-- START Data lines --

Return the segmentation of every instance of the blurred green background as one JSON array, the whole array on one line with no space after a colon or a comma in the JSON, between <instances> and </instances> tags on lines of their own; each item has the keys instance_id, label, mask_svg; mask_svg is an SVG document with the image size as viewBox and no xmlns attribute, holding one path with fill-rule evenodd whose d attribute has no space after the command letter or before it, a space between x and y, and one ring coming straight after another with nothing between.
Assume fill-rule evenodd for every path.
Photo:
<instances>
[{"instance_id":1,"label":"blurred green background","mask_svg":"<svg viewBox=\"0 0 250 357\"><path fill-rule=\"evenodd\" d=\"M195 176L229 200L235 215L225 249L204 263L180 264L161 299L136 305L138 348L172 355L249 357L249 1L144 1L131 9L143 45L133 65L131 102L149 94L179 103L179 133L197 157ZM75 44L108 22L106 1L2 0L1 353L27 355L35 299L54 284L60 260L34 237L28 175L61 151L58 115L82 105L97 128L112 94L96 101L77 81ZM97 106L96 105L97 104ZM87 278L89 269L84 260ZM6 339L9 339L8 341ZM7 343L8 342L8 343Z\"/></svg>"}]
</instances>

-- END Data lines --

■ Directions:
Copy out the records above with "JSON array" swapped for "JSON list", keeping every other word and character the same.

■ Task answer:
Return the segmentation of every instance of the blurred green background as one JSON list, the whole array on one line with no space after a colon or a comma in the JSON, between <instances> and </instances> tags on lines of their own; each item has the keys instance_id, label, mask_svg; mask_svg is an SVG document with the image size as viewBox and no xmlns attribute, holding one path with fill-rule evenodd whose d attribute has no space after the command letter or before it, a space between x and y, and one ring coming straight after another with nothing between.
Assume fill-rule evenodd for every path.
Photo:
<instances>
[{"instance_id":1,"label":"blurred green background","mask_svg":"<svg viewBox=\"0 0 250 357\"><path fill-rule=\"evenodd\" d=\"M195 176L229 200L235 215L225 249L204 263L180 264L161 299L136 305L138 348L172 355L249 357L249 1L144 1L131 9L143 45L133 65L131 102L149 94L179 103L179 133L197 157ZM75 44L108 22L106 1L2 0L1 353L27 355L35 299L54 284L60 260L34 237L28 175L61 151L58 115L82 105L97 128L112 94L96 101L77 81ZM97 106L96 105L97 104ZM87 278L89 269L84 260ZM6 339L9 339L8 341ZM7 343L8 342L8 343Z\"/></svg>"}]
</instances>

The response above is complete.